Work instructions: Could you repeat all of the data below line for line, with no changes?

Given records:
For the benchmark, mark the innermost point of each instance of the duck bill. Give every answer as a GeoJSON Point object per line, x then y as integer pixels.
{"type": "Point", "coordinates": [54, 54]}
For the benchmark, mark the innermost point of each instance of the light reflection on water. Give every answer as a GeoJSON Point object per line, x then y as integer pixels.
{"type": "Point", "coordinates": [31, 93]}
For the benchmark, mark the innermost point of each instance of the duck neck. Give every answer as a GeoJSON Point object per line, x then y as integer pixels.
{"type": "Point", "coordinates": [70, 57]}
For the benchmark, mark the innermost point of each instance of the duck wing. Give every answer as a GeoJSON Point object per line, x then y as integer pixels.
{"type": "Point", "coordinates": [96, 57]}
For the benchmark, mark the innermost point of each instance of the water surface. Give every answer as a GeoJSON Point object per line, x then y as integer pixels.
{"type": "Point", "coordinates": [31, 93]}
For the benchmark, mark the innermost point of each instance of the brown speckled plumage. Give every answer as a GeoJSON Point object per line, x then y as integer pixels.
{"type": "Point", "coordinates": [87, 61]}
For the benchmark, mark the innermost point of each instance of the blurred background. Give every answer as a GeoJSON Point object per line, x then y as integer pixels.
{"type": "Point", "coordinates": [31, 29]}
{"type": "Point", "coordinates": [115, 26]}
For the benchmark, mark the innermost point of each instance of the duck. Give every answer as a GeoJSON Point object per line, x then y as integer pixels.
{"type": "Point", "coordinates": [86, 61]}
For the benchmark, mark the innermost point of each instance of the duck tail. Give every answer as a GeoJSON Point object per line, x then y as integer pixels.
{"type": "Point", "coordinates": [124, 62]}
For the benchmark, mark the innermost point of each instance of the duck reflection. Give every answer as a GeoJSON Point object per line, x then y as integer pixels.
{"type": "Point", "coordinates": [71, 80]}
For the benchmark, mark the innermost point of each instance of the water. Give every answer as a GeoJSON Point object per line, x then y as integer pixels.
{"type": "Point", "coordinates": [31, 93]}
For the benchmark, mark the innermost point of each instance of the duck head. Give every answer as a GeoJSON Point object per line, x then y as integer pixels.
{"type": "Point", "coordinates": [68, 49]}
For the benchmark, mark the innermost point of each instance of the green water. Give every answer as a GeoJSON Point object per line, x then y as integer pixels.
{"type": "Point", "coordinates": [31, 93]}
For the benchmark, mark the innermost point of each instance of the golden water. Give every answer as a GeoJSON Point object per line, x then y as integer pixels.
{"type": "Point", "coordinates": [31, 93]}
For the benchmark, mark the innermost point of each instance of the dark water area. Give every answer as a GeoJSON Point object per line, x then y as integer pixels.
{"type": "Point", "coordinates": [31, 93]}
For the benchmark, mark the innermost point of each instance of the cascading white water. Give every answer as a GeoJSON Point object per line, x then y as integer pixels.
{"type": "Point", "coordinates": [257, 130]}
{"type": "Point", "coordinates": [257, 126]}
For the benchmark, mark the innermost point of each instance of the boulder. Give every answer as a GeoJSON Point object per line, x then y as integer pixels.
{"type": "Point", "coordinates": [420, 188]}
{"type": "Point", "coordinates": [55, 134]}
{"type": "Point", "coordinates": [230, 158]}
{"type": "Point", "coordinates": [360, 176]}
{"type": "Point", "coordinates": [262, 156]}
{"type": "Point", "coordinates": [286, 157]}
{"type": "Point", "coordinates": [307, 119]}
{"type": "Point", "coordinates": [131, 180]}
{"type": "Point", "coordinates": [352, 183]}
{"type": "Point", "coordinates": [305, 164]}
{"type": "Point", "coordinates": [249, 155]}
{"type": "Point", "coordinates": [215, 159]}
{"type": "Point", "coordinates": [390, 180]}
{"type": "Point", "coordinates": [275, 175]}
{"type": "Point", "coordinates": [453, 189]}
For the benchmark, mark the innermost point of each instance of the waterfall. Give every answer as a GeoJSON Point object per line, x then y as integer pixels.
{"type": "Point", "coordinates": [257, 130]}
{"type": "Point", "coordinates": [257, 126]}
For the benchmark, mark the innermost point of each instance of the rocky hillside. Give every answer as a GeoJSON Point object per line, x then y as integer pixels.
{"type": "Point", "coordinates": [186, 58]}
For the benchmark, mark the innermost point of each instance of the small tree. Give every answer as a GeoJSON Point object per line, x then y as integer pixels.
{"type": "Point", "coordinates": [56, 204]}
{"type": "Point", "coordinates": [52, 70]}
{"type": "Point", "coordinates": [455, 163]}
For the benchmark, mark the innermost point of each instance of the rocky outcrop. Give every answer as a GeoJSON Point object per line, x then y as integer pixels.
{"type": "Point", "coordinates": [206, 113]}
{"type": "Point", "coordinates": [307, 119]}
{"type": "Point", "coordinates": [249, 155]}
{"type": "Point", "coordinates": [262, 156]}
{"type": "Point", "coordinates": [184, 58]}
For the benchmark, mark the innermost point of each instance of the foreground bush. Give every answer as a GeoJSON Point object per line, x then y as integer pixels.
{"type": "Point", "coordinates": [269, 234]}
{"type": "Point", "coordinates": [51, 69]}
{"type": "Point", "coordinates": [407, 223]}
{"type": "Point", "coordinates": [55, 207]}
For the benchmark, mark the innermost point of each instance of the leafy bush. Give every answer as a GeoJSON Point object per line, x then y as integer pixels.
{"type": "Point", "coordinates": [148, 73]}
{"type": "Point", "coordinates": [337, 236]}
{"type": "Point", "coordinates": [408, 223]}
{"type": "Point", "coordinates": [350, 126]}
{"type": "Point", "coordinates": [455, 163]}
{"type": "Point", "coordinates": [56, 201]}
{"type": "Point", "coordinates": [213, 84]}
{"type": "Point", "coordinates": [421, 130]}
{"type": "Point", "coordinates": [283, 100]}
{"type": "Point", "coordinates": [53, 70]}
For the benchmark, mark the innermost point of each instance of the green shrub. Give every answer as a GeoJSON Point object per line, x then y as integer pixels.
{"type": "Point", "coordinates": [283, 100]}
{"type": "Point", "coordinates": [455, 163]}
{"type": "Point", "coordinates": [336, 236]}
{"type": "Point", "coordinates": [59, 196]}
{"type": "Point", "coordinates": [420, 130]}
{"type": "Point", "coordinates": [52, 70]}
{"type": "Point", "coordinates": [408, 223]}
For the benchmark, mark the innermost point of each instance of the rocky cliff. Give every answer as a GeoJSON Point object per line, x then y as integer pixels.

Solution to this task:
For the benchmark, mark the innermost point of each instance of the duck bill. Give every answer as a GeoJSON Point object per line, x then y as integer pixels.
{"type": "Point", "coordinates": [54, 54]}
For the benchmark, mark the innermost point of each instance of the light reflection on water. Give every answer as a GeoJSON Point object per line, x then y as integer pixels.
{"type": "Point", "coordinates": [31, 93]}
For the benchmark, mark the innermost point of each instance of the duck neck. Give every answer as a GeoJSON Point object per line, x then y as integer pixels.
{"type": "Point", "coordinates": [70, 57]}
For the benchmark, mark the innermost point of each instance of the duck wing. Give every answer as a GeoJSON Point object per line, x then y as integer pixels.
{"type": "Point", "coordinates": [96, 57]}
For the benchmark, mark the innermost point of each instance of the water surface. Give every answer as a GeoJSON Point object per line, x then y as integer pixels.
{"type": "Point", "coordinates": [31, 93]}
For the benchmark, mark the innermost point of each instance of the brown speckled plumage. Give every answer as a GeoJSON Point object per line, x then y as integer pixels.
{"type": "Point", "coordinates": [87, 61]}
For the benchmark, mark the innermost point of each instance of the blurred background. Give every answer as a GeoJSON Point object per line, x then y as integer pixels.
{"type": "Point", "coordinates": [31, 29]}
{"type": "Point", "coordinates": [115, 26]}
For the benchmark, mark the innermost point of each instance of the duck. Give every answer as a GeoJSON Point object per line, x then y as integer pixels.
{"type": "Point", "coordinates": [86, 61]}
For the benchmark, mark the innermost point of each instance of the duck tail. Give every answer as a GeoJSON Point object per line, x then y as integer pixels.
{"type": "Point", "coordinates": [124, 62]}
For the benchmark, mark the innermost point of each instance of the duck reflection. Give every answer as a GeoJSON Point object per line, x then y as integer pixels.
{"type": "Point", "coordinates": [71, 80]}
For the benchmark, mark the innermost point of each instance of the water. Give every answer as a GeoJSON Point object per line, x then y as integer pixels.
{"type": "Point", "coordinates": [31, 93]}
For the benchmark, mark the innermost point of each instance of the duck head. Give every answer as a GeoJSON Point object per line, x then y as integer pixels.
{"type": "Point", "coordinates": [68, 49]}
For the benchmark, mark the innermost point of each instance of the green water. Give every answer as a GeoJSON Point object per line, x then y as integer pixels.
{"type": "Point", "coordinates": [31, 93]}
For the benchmark, mark the innermost point of each instance of the golden water. Give every answer as a GeoJSON Point object per line, x then y as integer pixels.
{"type": "Point", "coordinates": [31, 93]}
For the benchmark, mark the innermost point of each instance of the dark water area. Give every answer as a GeoJSON Point object per line, x then y as integer pixels.
{"type": "Point", "coordinates": [31, 93]}
For the benchmark, mark the innermost point of each instance of the cascading white water. Give every answer as a GeoJSON Point object per line, x then y as integer pixels.
{"type": "Point", "coordinates": [257, 130]}
{"type": "Point", "coordinates": [257, 126]}
For the benchmark, mark the innermost point of each instance of the boulder. Give every answer as a GeoJSON Point object per line, x then y as integer pixels.
{"type": "Point", "coordinates": [420, 188]}
{"type": "Point", "coordinates": [55, 134]}
{"type": "Point", "coordinates": [230, 158]}
{"type": "Point", "coordinates": [360, 176]}
{"type": "Point", "coordinates": [262, 156]}
{"type": "Point", "coordinates": [286, 157]}
{"type": "Point", "coordinates": [307, 119]}
{"type": "Point", "coordinates": [131, 180]}
{"type": "Point", "coordinates": [352, 183]}
{"type": "Point", "coordinates": [305, 164]}
{"type": "Point", "coordinates": [249, 155]}
{"type": "Point", "coordinates": [215, 159]}
{"type": "Point", "coordinates": [390, 180]}
{"type": "Point", "coordinates": [275, 175]}
{"type": "Point", "coordinates": [453, 189]}
For the benchmark, mark the innermost point of each instance of the waterfall. Give every answer as a GeoJSON Point object per line, x then y as integer pixels.
{"type": "Point", "coordinates": [257, 130]}
{"type": "Point", "coordinates": [257, 126]}
For the benchmark, mark the innermost point of each instance of the rocky hillside. Give every answer as a GeoJSON Point object per line, x then y as integer pixels.
{"type": "Point", "coordinates": [186, 58]}
For the benchmark, mark the innermost point of each instance of the small tree. Give every answer as a GeoJSON Point object per line, x then y as integer pixels.
{"type": "Point", "coordinates": [56, 204]}
{"type": "Point", "coordinates": [52, 70]}
{"type": "Point", "coordinates": [455, 163]}
For the benchmark, mark the innermost point of each instance of the rocky outcrop. Give every answer as a GeoJSON Point object per line, x then y as integer pixels.
{"type": "Point", "coordinates": [206, 113]}
{"type": "Point", "coordinates": [307, 119]}
{"type": "Point", "coordinates": [249, 155]}
{"type": "Point", "coordinates": [262, 156]}
{"type": "Point", "coordinates": [184, 58]}
For the benchmark, mark the innermost point of each instance of the foreground bush. Give every answer as a GeoJSON Point object per line, x then y as integer pixels.
{"type": "Point", "coordinates": [269, 234]}
{"type": "Point", "coordinates": [51, 69]}
{"type": "Point", "coordinates": [407, 223]}
{"type": "Point", "coordinates": [55, 207]}
For the benchmark, mark the innermost point of each instance of the leafy bush. Give every answer as a GeoJSON Point object per line, x then y as integer pixels.
{"type": "Point", "coordinates": [148, 73]}
{"type": "Point", "coordinates": [337, 236]}
{"type": "Point", "coordinates": [408, 223]}
{"type": "Point", "coordinates": [350, 126]}
{"type": "Point", "coordinates": [455, 163]}
{"type": "Point", "coordinates": [56, 201]}
{"type": "Point", "coordinates": [213, 84]}
{"type": "Point", "coordinates": [421, 130]}
{"type": "Point", "coordinates": [283, 100]}
{"type": "Point", "coordinates": [53, 70]}
For the benchmark, mark the innermost point of each instance of the green shrub. Give every answer as a GeoJSON Point object per line, x then y as integer pixels.
{"type": "Point", "coordinates": [283, 100]}
{"type": "Point", "coordinates": [455, 163]}
{"type": "Point", "coordinates": [336, 236]}
{"type": "Point", "coordinates": [59, 196]}
{"type": "Point", "coordinates": [420, 130]}
{"type": "Point", "coordinates": [52, 70]}
{"type": "Point", "coordinates": [408, 223]}
For the benchmark, mark the innermost point of each instance of the rocky cliff. Give every answer as a GeoJSON Point object per line, x then y as integer pixels.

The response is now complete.